--- start DATA FOR THE TASK ---

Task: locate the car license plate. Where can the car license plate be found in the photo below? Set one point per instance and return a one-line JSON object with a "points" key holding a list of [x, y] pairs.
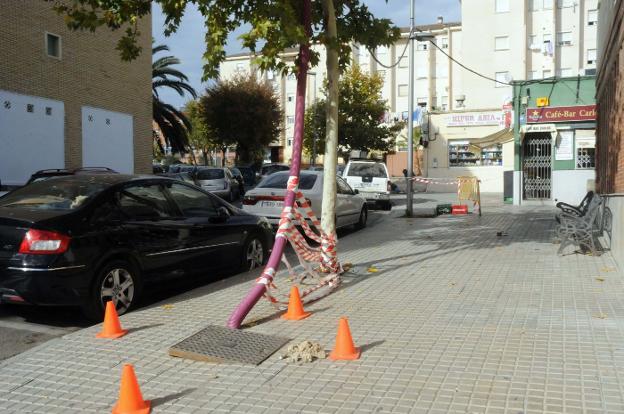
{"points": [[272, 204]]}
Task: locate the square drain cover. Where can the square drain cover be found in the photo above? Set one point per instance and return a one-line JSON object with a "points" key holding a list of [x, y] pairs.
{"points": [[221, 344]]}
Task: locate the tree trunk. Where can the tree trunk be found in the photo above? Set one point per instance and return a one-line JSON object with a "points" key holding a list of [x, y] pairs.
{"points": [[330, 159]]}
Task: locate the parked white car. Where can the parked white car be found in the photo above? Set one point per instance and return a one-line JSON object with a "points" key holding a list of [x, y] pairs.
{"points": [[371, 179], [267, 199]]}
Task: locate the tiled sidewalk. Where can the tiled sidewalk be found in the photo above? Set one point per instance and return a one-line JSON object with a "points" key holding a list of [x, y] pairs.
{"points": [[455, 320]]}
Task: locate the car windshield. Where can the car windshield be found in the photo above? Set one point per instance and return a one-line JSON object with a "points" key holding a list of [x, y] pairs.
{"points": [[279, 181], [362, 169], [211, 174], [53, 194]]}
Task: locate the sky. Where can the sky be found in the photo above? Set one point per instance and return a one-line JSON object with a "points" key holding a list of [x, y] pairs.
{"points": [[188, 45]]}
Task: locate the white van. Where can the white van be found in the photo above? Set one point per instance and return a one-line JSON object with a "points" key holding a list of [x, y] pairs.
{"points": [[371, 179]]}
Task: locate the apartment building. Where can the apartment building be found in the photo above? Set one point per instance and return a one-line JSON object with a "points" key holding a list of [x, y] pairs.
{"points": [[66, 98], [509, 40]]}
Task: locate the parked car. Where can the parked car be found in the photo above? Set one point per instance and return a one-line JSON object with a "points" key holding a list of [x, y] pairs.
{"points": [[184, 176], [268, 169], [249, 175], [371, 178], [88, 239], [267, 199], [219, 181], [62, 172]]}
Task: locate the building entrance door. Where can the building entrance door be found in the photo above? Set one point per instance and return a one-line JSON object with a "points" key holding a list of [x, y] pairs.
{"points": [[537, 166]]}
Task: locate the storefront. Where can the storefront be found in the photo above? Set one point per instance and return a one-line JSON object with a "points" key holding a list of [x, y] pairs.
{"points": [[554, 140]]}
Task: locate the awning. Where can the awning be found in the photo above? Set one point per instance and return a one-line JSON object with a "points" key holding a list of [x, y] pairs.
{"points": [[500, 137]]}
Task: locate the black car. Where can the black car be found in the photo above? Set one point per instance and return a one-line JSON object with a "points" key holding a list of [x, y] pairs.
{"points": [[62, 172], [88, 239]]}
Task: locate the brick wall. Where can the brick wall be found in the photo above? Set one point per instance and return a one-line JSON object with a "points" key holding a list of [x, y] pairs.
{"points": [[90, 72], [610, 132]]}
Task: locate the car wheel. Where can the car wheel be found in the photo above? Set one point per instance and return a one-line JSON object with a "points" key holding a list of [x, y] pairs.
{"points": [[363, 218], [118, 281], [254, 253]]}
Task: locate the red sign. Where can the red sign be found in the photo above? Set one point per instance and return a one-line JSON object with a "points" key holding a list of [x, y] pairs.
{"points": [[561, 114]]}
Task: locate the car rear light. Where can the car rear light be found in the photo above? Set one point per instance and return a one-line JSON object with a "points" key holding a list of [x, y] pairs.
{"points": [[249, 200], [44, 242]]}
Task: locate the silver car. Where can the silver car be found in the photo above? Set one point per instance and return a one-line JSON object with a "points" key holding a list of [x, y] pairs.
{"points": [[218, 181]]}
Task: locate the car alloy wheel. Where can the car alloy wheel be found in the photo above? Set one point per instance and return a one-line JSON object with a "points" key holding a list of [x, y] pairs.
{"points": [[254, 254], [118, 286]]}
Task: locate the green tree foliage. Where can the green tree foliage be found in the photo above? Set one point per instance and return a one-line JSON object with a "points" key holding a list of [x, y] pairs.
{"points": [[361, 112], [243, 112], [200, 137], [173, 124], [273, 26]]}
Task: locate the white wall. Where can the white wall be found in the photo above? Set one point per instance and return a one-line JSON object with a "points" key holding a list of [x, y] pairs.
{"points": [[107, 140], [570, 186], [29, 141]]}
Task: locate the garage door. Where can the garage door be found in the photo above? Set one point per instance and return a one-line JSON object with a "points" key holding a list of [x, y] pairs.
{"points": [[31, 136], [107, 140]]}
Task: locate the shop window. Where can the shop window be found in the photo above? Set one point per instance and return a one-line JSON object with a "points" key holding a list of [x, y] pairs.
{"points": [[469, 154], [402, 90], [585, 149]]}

--- end DATA FOR THE TASK ---

→ **WRITTEN TASK**
Leave the pictures out, and transcribe each of the records exactly.

→ **SOLUTION FOR THIS EXERCISE**
Task: locate the car license plate. Where can the car license plate be found in the photo below? Set one point per instance and return a one-line JSON object with a "points" key holding a list of [x, y] pairs.
{"points": [[272, 204]]}
Task: locate the square drain cover. Where can the square drain cover be found in the photo above? Set one point per instance and return a one-line JSON object with a "points" key holding a list of [x, y] pairs.
{"points": [[221, 344]]}
Task: locate the tree trunk. Where can the tree trunk be found in the photo above? Set one point per instance and return a one-line JSON object with a "points" key holding a list of [x, y] pairs.
{"points": [[330, 159]]}
Task: locate the parked white car. Where can the parked white car be found in the photo above? Set one point per instance and return a one-line JSON object with a "points" key holding a list of [x, y] pairs.
{"points": [[371, 179], [267, 199]]}
Task: locate the tiled sidewalk. Where can the tiled sidewalk be found in the photo above? Set one point per instance and return a one-line JSON object with a "points" key holding a list of [x, y] pairs.
{"points": [[455, 320]]}
Task: locate the car windshield. Where can the car windshield be found in the photo above? Set one point per instance and return a one-line JSON object with a "points" key holding a list of [x, y] pairs.
{"points": [[279, 181], [362, 169], [211, 174], [53, 194]]}
Task: locate the sky. Where can the sky be found in the photo above? Set one point per instance and return a one-line JSON object with a "points" key holding a list of [x, y] pairs.
{"points": [[188, 45]]}
Task: locate the white van. Where can the white van be found in the photo above? Set one point per instance and return a one-line JSON object with a "points" key holding a list of [x, y] pairs.
{"points": [[371, 179]]}
Task: locate the apartment building. Where can the apartment building be found in the photo above? Set one point per instance and return a one-line JSON object with a "points" key holding a list of [x, y] pairs.
{"points": [[66, 98], [509, 40]]}
Task: locate the parked car. Where can the parked car be found in the photo above? Set one point per instance and return a one-line JSON object with a "points" key holding a list of [x, y] pairs.
{"points": [[184, 176], [268, 169], [249, 175], [371, 178], [88, 239], [267, 199], [219, 181], [62, 172]]}
Task: locate the building entrance door. Where can the building entrance door be found in the photo above? Set one point per instance and return a one-line JSON object with a "points" key holding a list of [x, y] pairs.
{"points": [[537, 166]]}
Task: locate the storefront. Where can the storefront be found in the photo above? Set one point per instance and return a one-line JSON object with a "points" key holding a list of [x, y] pairs.
{"points": [[554, 140]]}
Task: locate the awning. Where can the awning be found in the photo above? Set one point per instance and return a one-line JSON object with a "points" key holding a list of [x, y] pairs.
{"points": [[500, 137]]}
Task: locate the black car. Where can the black car be found in the photo above? Set one point per instance and return a one-line JSON object with a "points" key holding a list of [x, y] pairs.
{"points": [[62, 172], [88, 239]]}
Task: locate the brick wall. Where can the brick wall be found in the photo above? Set one point per instance and return a one-line JSON object with a "points" key holding a list of [x, y] pairs.
{"points": [[90, 72], [610, 132]]}
Task: locate the car wheel. Where can the car wheel be found in the photo above? Set one point per instance and return a one-line JSON object with a "points" key holding a list of [x, y] pairs.
{"points": [[363, 218], [118, 281], [254, 253]]}
Task: locate the red sign. Where can the red sign be found in the photo above? Set one point per instance and return a one-line JSON object with a "points" key holding a list of [x, y] pairs.
{"points": [[561, 114]]}
Task: locate the car rear light. Where can the car rear light be found in the photo above? Set one point per instance and return a one-line JSON object with a "points" key holding a list of [x, y] pairs.
{"points": [[249, 200], [44, 242]]}
Task: locate the silver car. Where can the silver car be found in the photo above? Set one point per instance and return a one-line JSON object with a "points" key holding a list of [x, y] pairs.
{"points": [[218, 181]]}
Task: locate the car alloy wheel. Where can the car alloy wheel be found in the photo above? Set one point per instance and return a one-line JSON object with a "points" key holding a list of [x, y] pairs.
{"points": [[254, 254], [118, 286]]}
Task: locate the green tree foliage. Where can the green tree foliage be found in the photo above? Set one point per instance and return a one-line JSON object with a "points" key holding a list of [x, y] pairs.
{"points": [[361, 112], [243, 112], [200, 137], [173, 124], [273, 26]]}
Task: locate the white wall. Where can the white wall be found in the photo above? Set one point per instance and return a one-line JSON object with a "points" key holding a list of [x, y] pairs.
{"points": [[107, 140], [570, 186], [29, 141]]}
Task: locate the garage door. Where can the garage door be found in the photo above? Set one point per instance and return a one-line JSON object with a "points" key holding a list of [x, y] pairs.
{"points": [[31, 136], [107, 140]]}
Task: locate the shop window. Where can the shop window be found in the photo above? Set one point per instance and return a one-line JSON object with a "points" key holding a list of [x, y] pairs.
{"points": [[469, 154], [402, 90], [585, 149]]}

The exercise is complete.